== Page excerpt ==
::::::

# What to expect with a 28 wk baby ? *updated 1st post :)*



## Jkelmum

:cry: Been told to day there is a high chance i will deliver within 72 hrs ive had 1 shot of steroids waitin on next shot tomorrow .......I dont know i am gunna cope :cry: 

Will she be really poorly ? 
Do you think it wil be awhile before i can hold her ?
oh i have so many questions :cry: any advice will be great I love my baby but really dont want her to come just yet ...

*update
  being induced monday 1st june at 37 wks and 2 days gestation thank-you for all your advice i cant believe i have got this far xxxxxxx*


----------



## embojet

Hi. Molly was born at 29 weeks. All babies are so different. Girls are generally much stronger than boys so she is off to a good start there. Molly was in hospital for 47 days before coming home. She needed to have oxygen to help her grow as it took too much energy to breathe. She is still on oxygen at home now but is gradually getting weaned off it. I'm sure your LO will be fine hun. I could hold Molly after a couple of weeks, as before that her skin was too delicate, but I could touch her. 
Those steroid injections are painful aren't they?!
Make sure you get shown round your newborn unit if you haven't yet as this really helped to put my mind at rest, explaining what to expect with all the machines etc. 
PM me if you have any other questions, good luck hun :hugs:


----------



## Jkelmum

Tomorrow i get my second jab and yes it kills but worth it ....they are showin me around tomorrow i just pray she stays put xxx


----------



## Dona

serina27 said:


> :cry: Been told to day there is a high chance i will deliver within 72 hrs ive had 1 shot of steroids waitin on next shot tomorrow .......I dont know i am gunna cope :cry:
> 
> Will she be really poorly ?
> Do you think it wil be awhile before i can hold her ?
> oh i have so many questions :cry: any advice will be great I love my baby but really dont want her to come just yet ...

Hi, 

Each baby is different, Archie was born at 27 weeks. All answers to your current questions are in my parent journal. Archie is 7 weeks old today and we still have 6 weeks until his due date, so 6 more weeks still left to go in the baby unit. I am living it just now so if you have any questions PM me. I can also give you my mobby number if you need to chat. One thing I have learned is you need to speak to people who have been or are going thought what your going thought as it's an emotional time. One thing you need to understand is that the care these babies get is outstanding. 

Dona 
xxxxx


----------



## ALI

Hiya. 

As others have already said every baby is different but there is every chance that
your little one will be perfectly healthy , and as already mentioned girls tend to do much better than boys . We were able to hold our little one within the first two weeks. The steroid injections are neccesary with premmies to help the lungs develop more quickly , 2 are required prior to birth.

::::::

== Record excerpts ==
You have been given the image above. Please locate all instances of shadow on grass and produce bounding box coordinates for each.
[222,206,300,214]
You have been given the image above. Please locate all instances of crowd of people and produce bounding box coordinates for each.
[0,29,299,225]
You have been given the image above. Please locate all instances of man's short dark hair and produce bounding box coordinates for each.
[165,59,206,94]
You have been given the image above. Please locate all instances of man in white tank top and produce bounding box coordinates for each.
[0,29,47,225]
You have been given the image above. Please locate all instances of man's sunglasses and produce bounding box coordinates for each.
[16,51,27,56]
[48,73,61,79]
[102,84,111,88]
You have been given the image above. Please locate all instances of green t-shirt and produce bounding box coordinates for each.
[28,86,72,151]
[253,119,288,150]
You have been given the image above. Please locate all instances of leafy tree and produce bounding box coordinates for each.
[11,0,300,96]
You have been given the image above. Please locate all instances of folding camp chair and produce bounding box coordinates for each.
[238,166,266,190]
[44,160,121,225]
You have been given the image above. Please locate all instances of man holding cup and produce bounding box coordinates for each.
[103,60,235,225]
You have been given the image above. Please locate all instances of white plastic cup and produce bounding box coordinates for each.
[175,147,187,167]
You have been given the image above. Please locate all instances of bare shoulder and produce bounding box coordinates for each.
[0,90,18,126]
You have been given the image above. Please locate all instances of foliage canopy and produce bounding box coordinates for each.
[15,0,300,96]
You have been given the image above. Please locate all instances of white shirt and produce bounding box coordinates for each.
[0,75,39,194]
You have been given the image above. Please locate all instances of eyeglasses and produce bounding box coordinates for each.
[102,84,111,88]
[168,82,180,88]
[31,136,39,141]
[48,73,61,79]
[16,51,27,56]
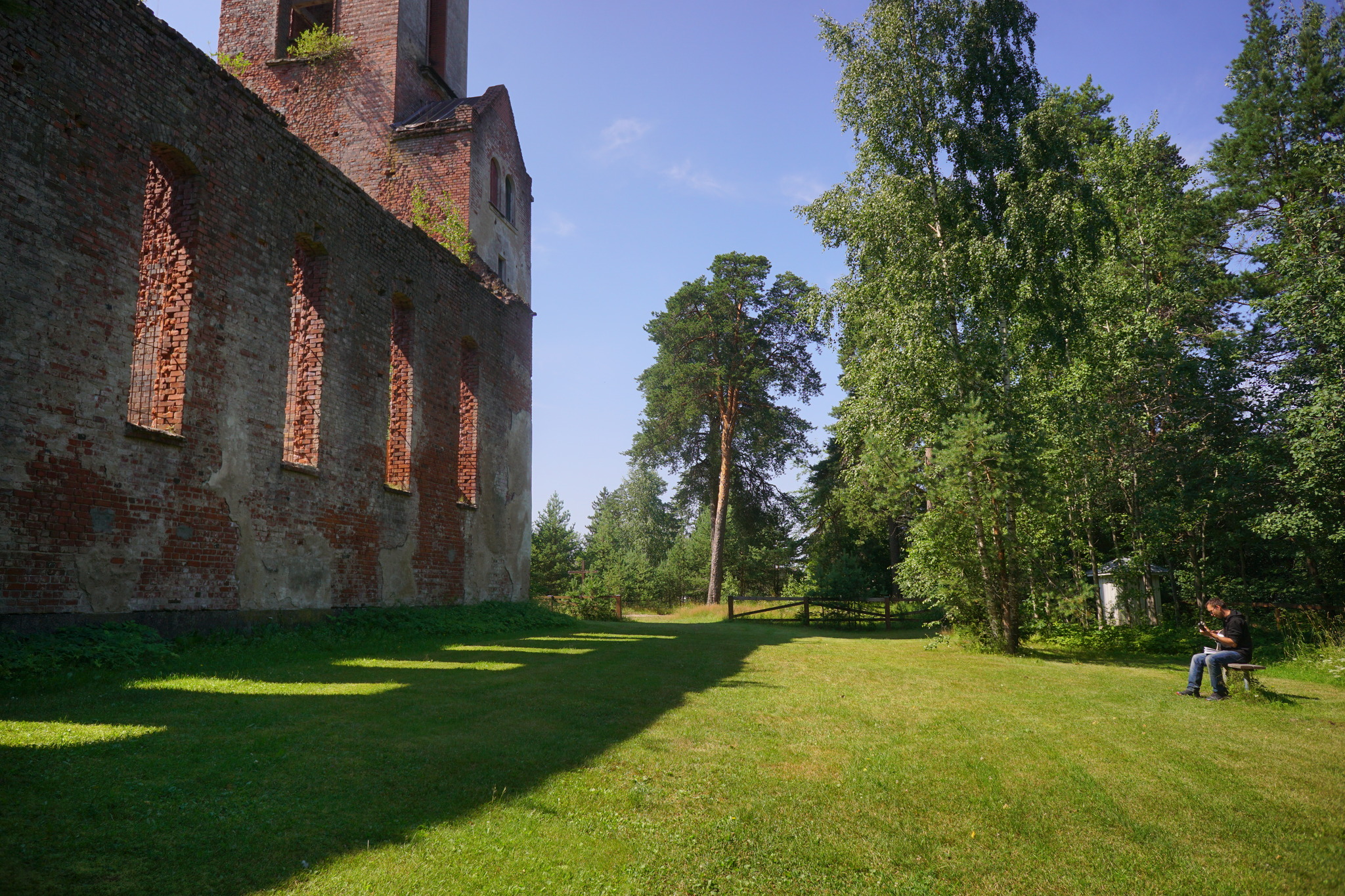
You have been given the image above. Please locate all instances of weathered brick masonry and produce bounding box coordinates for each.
[0,0,531,633]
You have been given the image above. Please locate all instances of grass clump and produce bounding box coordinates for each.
[215,53,253,78]
[289,23,355,62]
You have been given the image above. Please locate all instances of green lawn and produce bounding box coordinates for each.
[0,622,1345,896]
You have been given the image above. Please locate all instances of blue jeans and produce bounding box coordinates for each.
[1186,650,1243,694]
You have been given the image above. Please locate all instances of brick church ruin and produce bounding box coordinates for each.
[0,0,533,630]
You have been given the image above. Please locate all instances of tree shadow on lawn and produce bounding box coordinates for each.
[1018,646,1190,672]
[0,624,797,895]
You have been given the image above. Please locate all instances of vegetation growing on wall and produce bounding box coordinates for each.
[288,23,355,63]
[412,184,476,265]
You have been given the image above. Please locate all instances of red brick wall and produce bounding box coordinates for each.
[457,340,481,507]
[387,293,411,492]
[127,149,196,434]
[0,0,531,614]
[284,243,327,467]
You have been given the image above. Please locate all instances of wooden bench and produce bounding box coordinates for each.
[1224,662,1266,691]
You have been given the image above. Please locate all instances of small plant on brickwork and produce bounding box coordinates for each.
[289,23,355,62]
[412,186,476,265]
[215,53,252,78]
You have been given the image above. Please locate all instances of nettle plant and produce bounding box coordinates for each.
[215,53,253,78]
[289,23,355,62]
[412,185,475,265]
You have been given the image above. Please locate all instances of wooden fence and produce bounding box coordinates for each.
[729,598,919,629]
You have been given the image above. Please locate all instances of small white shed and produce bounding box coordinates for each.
[1088,557,1172,626]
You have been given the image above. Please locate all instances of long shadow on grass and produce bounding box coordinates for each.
[0,624,796,895]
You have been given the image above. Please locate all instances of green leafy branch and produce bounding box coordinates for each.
[289,23,355,62]
[412,185,476,265]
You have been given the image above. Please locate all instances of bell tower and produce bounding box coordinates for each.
[219,0,531,301]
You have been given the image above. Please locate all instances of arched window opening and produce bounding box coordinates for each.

::::::

== Exercise directions ==
Repeat word for word everything in the forum thread on a 28-week baby from "Hi. Molly was" down to "the machines etc.".

== Response area ==
Hi. Molly was born at 29 weeks. All babies are so different. Girls are generally much stronger than boys so she is off to a good start there. Molly was in hospital for 47 days before coming home. She needed to have oxygen to help her grow as it took too much energy to breathe. She is still on oxygen at home now but is gradually getting weaned off it. I'm sure your LO will be fine hun. I could hold Molly after a couple of weeks, as before that her skin was too delicate, but I could touch her. 
Those steroid injections are painful aren't they?!
Make sure you get shown round your newborn unit if you haven't yet as this really helped to put my mind at rest, explaining what to expect with all the machines etc.